ИЗВЛЕЧЁННЫЕ ДАННЫЕ:

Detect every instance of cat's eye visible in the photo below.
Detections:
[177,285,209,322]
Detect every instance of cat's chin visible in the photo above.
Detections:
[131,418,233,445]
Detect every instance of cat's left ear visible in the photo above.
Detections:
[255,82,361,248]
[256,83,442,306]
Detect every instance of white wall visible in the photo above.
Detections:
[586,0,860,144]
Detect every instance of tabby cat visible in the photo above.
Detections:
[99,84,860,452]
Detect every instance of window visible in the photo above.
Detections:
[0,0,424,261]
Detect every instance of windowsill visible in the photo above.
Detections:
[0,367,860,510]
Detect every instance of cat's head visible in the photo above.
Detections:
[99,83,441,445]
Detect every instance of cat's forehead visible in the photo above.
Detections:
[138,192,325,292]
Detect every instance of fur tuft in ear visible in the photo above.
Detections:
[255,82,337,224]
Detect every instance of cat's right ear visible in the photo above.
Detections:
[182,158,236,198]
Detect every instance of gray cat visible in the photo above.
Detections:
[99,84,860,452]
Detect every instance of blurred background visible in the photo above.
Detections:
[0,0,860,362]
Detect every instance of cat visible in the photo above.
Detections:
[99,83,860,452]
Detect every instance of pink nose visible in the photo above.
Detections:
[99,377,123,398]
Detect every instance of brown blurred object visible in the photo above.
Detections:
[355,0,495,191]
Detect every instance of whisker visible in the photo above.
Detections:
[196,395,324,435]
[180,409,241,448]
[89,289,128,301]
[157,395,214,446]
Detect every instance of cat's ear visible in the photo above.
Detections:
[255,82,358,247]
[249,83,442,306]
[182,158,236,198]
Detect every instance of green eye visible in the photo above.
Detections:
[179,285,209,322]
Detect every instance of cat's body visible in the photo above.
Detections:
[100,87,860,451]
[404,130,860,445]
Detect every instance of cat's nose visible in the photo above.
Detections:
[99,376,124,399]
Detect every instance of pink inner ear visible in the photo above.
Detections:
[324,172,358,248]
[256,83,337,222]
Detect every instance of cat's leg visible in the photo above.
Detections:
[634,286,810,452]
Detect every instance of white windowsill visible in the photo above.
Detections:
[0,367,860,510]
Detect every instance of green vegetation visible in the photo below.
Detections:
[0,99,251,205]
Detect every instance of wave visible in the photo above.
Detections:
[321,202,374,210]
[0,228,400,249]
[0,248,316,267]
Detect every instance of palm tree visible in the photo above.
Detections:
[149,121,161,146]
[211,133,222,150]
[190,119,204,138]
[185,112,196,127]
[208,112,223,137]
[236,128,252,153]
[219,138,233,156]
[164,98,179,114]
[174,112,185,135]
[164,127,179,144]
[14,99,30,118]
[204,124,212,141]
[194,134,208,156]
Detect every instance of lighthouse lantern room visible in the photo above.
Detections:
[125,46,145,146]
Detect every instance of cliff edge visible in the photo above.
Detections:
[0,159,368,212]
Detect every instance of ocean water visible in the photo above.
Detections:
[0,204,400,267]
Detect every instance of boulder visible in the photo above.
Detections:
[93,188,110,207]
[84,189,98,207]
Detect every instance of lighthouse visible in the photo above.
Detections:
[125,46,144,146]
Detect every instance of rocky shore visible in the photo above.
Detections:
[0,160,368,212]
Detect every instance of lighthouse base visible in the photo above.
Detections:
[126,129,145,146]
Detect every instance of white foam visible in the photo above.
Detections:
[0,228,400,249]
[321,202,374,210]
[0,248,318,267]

ЗАДАНИЕ:
Замените во всех строках выше «Detections» на «Results». Остальное перепишите без изменений.

ОТВЕТ:
Detect every instance of cat's eye visible in the photo below.
Results:
[177,285,209,322]
Detect every instance of cat's chin visible in the photo above.
Results:
[131,418,233,445]
Detect every instance of cat's left ear visible in the photo above.
Results:
[255,82,361,248]
[256,83,442,306]
Detect every instance of white wall visible in the photo above.
Results:
[586,0,860,144]
Detect every instance of tabby cat visible in the photo above.
Results:
[99,84,860,452]
Detect every instance of window visible in the photo above.
Results:
[0,0,424,261]
Detect every instance of windowsill visible in the photo above.
Results:
[0,367,860,510]
Detect every instance of cat's head visible in the photo above.
Results:
[99,83,441,445]
Detect every instance of cat's forehead visible in the photo above.
Results:
[138,192,325,292]
Detect every instance of fur tuft in ear visible in the photo above.
Results:
[255,82,337,224]
Detect every instance of cat's right ear visible in the photo above.
Results:
[182,158,236,198]
Detect every instance of gray cat visible in the photo above.
Results:
[99,84,860,452]
Detect every instance of blurred background visible in the photo above.
Results:
[0,0,860,362]
Detect every instance of cat visible in the photo above.
Results:
[99,83,860,452]
Detect every instance of pink nose visible in the photo above.
Results:
[99,377,123,398]
Detect every instance of brown blurred object visible in the photo above.
Results:
[355,0,495,191]
Detect every instance of whisker visible in the photo above.
Results:
[196,395,324,435]
[180,409,241,448]
[89,289,128,301]
[157,395,214,446]
Detect every instance of cat's ear visible in the photo above.
Results:
[255,82,358,247]
[249,83,442,306]
[182,158,236,198]
Detect every instance of green eye visible in the photo above.
Results:
[179,285,209,322]
Detect every instance of cat's body visible in the photo above.
Results:
[100,87,860,451]
[404,130,860,445]
Detect every instance of cat's nose visible in the photo above.
Results:
[99,376,124,399]
Detect every instance of pink inner ear visible in the photo above.
Results:
[324,172,358,248]
[256,83,337,222]
Detect every instance of cat's leg visible in the photo above.
Results:
[634,286,810,452]
Detect every instance of white windowsill visible in the photo above.
Results:
[0,367,860,510]
Detect every instance of green vegetation visible in the photo below.
Results:
[0,99,251,205]
Detect every instance of wave visible in the photo above.
Results:
[321,202,374,210]
[0,228,400,249]
[0,248,316,267]
Detect every instance of palm tree visible in the photo above.
Results:
[149,121,161,146]
[211,133,222,150]
[190,119,204,138]
[185,112,196,127]
[208,112,223,137]
[236,128,252,153]
[219,138,233,156]
[164,98,179,114]
[174,112,185,135]
[164,127,179,144]
[14,99,30,118]
[204,124,212,141]
[194,134,208,156]
Detect every instance of lighthouse lantern room visible in the photo above.
Results:
[125,46,145,146]
Detect every instance of cliff edge visible in the photo above.
Results:
[0,159,368,212]
Detect every instance of ocean water visible in the photo above.
Results:
[0,204,400,267]
Detect every instance of boulder visible in the photo above.
Results:
[93,188,110,207]
[84,189,98,207]
Detect every instance of lighthouse visible in the photo above.
Results:
[125,46,144,146]
Detect every instance of rocky shore visible in the photo above.
Results:
[0,160,368,212]
Detect every instance of lighthouse base visible in the photo above.
Results:
[126,129,145,146]
Detect every instance of white foam visible in the photo above.
Results:
[0,228,400,249]
[321,202,374,210]
[0,248,318,267]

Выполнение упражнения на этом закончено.